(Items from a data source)

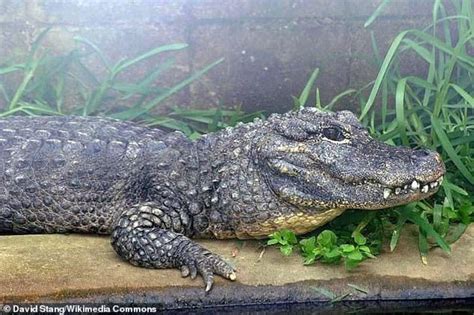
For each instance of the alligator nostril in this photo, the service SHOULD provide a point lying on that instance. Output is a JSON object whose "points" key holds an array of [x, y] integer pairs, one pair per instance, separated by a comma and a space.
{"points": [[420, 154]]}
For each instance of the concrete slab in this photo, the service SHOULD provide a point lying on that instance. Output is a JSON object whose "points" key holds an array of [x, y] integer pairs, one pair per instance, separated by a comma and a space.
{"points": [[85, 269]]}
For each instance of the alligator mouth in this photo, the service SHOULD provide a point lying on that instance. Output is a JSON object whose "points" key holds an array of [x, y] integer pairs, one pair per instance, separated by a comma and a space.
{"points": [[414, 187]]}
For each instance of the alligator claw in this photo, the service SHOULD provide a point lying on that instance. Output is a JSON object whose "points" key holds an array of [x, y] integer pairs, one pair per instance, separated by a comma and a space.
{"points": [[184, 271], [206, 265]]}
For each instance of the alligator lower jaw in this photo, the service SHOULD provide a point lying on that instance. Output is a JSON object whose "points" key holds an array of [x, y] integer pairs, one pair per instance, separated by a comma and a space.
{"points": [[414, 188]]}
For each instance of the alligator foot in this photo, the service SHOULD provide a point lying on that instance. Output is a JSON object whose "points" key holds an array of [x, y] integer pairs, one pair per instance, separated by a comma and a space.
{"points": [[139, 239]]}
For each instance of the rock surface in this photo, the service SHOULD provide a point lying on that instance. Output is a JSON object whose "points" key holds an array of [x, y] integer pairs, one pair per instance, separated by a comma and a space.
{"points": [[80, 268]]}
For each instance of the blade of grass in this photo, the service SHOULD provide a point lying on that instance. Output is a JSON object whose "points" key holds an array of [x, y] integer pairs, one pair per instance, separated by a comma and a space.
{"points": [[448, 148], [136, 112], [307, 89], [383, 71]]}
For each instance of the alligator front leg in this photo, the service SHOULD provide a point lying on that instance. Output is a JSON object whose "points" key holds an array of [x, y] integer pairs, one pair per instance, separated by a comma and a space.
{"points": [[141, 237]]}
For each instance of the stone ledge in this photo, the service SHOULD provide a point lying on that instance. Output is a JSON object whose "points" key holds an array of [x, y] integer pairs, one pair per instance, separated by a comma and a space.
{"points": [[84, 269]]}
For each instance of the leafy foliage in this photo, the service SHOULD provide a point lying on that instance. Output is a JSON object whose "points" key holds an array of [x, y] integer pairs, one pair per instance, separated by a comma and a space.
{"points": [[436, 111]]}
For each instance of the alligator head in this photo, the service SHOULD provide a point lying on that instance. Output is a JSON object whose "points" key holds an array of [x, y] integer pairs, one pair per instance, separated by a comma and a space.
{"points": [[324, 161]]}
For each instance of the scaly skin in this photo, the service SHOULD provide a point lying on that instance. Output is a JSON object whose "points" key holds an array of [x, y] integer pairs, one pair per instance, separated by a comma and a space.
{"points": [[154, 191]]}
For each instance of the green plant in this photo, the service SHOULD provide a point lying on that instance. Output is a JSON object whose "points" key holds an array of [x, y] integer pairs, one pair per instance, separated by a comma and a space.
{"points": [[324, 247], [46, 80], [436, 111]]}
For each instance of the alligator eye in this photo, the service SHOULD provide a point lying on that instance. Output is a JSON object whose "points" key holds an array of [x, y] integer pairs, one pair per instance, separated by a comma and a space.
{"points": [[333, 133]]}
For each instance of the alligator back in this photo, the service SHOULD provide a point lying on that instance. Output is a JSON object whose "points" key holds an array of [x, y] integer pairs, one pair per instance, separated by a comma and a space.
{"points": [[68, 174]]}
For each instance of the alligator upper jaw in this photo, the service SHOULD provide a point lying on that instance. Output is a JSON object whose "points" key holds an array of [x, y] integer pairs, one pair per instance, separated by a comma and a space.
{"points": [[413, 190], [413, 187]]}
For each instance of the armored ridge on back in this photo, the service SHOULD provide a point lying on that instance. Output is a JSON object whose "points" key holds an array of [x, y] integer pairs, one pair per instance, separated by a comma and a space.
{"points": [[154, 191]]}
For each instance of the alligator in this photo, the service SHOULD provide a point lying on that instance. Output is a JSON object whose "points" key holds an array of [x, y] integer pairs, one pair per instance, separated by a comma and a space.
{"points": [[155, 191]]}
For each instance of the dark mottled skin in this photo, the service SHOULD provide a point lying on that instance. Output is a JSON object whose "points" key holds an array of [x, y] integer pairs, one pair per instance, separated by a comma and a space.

• Work to do
Pictures are excluded; output everything else in the data verbatim.

• Complete output
For each instance of the alligator nostril in this photo, the service SHOULD provide a point lying on that instance. Output is a JSON object whose "points" key holds an array of [x, y] integer pairs, one pair per instance, separated by a comma and a space.
{"points": [[420, 154]]}
For each instance of the concrete slab in this photo, the service SHOULD provide a point lying on that instance. Output is a JSON object whose "points" key holds an array of [x, y] integer pairs, one pair per instance, separated by a comma and a space.
{"points": [[85, 269]]}
For each instance of the alligator mouth in this photo, the service SHOULD provide a point lying on that instance. Output is a JSON object whose "points" key holds an array of [x, y] integer pairs, one pair per instance, separated by a comma and a space.
{"points": [[414, 187]]}
For each instance of the alligator claw in this photo, the service SHOULD provide a point lying on that instance. Output is a JSON object whose "points" key holds an array of [x, y] integer pairs, one pair per instance, separated by a comma and a space.
{"points": [[184, 271], [206, 265]]}
For each instance of the alligator lower jaw in this photo, the service SHOULD provide a point lying on that instance. Output is a JSON object whose "points" key holds an array of [x, y] integer pairs, one pair per instance, separated by a comma and a space.
{"points": [[414, 188]]}
For each instance of the alligator foot in this photo, the service SHOULD provide a point lying on that instance. Output is a JSON object whose "points" key holds an array of [x, y] integer pairs, one pair per instance, separated by a comma and a space.
{"points": [[139, 239]]}
For each instance of the rock surface in this photo, the service SHOULD provide a point lying on that instance. Output is a JSON object whose "points" key holds an array of [x, y] integer pairs, one pair per instance, separated by a comma and a space.
{"points": [[80, 268]]}
For each instance of the blade of grass in this photo, the service SHOULD provide a point lying on that instance. Output is a JSON object whose "points" key holds an array of [x, y] integer pairs, one pair per instance, separated by a comma and a space.
{"points": [[448, 148], [136, 112], [307, 89], [383, 71]]}
For each instance of the alligator front leg in this photo, the service SHOULD provide a point lying on that instance. Output is a JSON object whose "points" key holds an array of [x, y] integer pairs, one pair per instance, separated by a comma and a space.
{"points": [[141, 237]]}
For each instance of the stone ledge in this photo, the service SHOULD provide a point lying on that instance. Output is a JSON object whose "points" key holds an array of [x, y] integer pairs, one pair per instance, separated by a comma and a space.
{"points": [[84, 269]]}
For each instance of the leafy foliage in this photo, the service SHOULD provide a point lying on that instance. Output is a JSON object whose "points" key holds an array of [x, y] integer pairs, one pair per instance, separated by a comma and a space.
{"points": [[436, 111]]}
For each instance of the alligator head in this photo, the service SHOULD provide a point lying on that instance. Output is a JSON object whose "points" key holds an array of [x, y] integer pairs, one pair per instance, separated by a comma and a space.
{"points": [[324, 161]]}
For each instance of the scaly skin in this photo, the service SHOULD provide a point lying on that instance. Output is a JSON object whose "points" key holds an array of [x, y] integer pairs, one pair per instance, separated by a comma and a space.
{"points": [[154, 191]]}
For each instance of the green plant in this photo, the service SHOULD provide a point lying on that instance. Output is a JSON object whose "points" key holds an array of [x, y] integer pairs, one pair per instance, separated by a comma and a space.
{"points": [[324, 247], [46, 80], [436, 111]]}
For each instance of the alligator eye in this photo, the service SHOULD provide a point lying on that instance. Output is a JSON object whose "points" key holds an array of [x, y] integer pairs, one pair per instance, separated by a comma and a space.
{"points": [[333, 133]]}
For each instance of the alligator back in this photo, the service SHOULD provide a point lying on that instance. Output is a JSON object whose "points" key holds an array of [x, y] integer pairs, one pair per instance, separated by a comma and a space.
{"points": [[68, 174]]}
For each instance of the alligator upper jaw in this photo, the service SHOULD provide a point lying on that instance. Output is a JSON object whose "points" key holds an array of [x, y] integer pairs, one pair per instance, separated by a comma and a space.
{"points": [[413, 190], [413, 187]]}
For each instance of the armored ridge on back in this photo, the service SHOULD provide a point lying on that instance. Output is a JSON object whose "points" key holds an array of [x, y] integer pairs, one pair per instance, separated by a comma and a space.
{"points": [[154, 191]]}
For each instance of the alligator in this photo, the service SHOULD provide a point lying on that instance. Output is a JSON object whose "points" key holds an array of [x, y] integer pairs, one pair per instance, separated by a comma and a space.
{"points": [[155, 191]]}
For each instance of the dark mottled skin in this photo, the service SHOULD provide a point lying on that instance. Output is a JSON object whose "points" key holds an array of [x, y] integer pairs, one pair per instance, separated by a comma and a space.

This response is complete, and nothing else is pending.